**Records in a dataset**
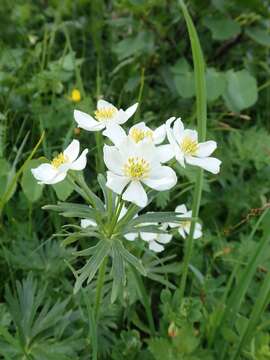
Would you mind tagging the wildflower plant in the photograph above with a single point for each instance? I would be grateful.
(139, 165)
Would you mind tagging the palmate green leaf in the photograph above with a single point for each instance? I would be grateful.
(76, 236)
(131, 259)
(118, 272)
(89, 270)
(72, 210)
(158, 217)
(147, 228)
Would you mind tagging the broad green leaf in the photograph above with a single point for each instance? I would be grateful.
(30, 186)
(63, 189)
(260, 35)
(241, 91)
(131, 259)
(89, 270)
(222, 28)
(215, 84)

**WRITTEN PROBLEM**
Revise the records above by changing every "photograph" to "image" and leaving all other text and points unchanged. Omit the pictures from your version.

**WRITTEN SOLUTION**
Would you mind tagging the wildflower plant in the image above with a single point for each instance? I would be grateful.
(139, 165)
Would you mind tagging the palmate green leaf in the image above with a single point for each instance? I would be grateful.
(76, 236)
(131, 259)
(118, 272)
(89, 270)
(72, 210)
(158, 217)
(147, 228)
Would you mind tagging the broad green leaf in the image above with a single point for each instance? I would be grateful.
(30, 186)
(63, 189)
(260, 35)
(241, 91)
(131, 259)
(89, 270)
(222, 28)
(215, 84)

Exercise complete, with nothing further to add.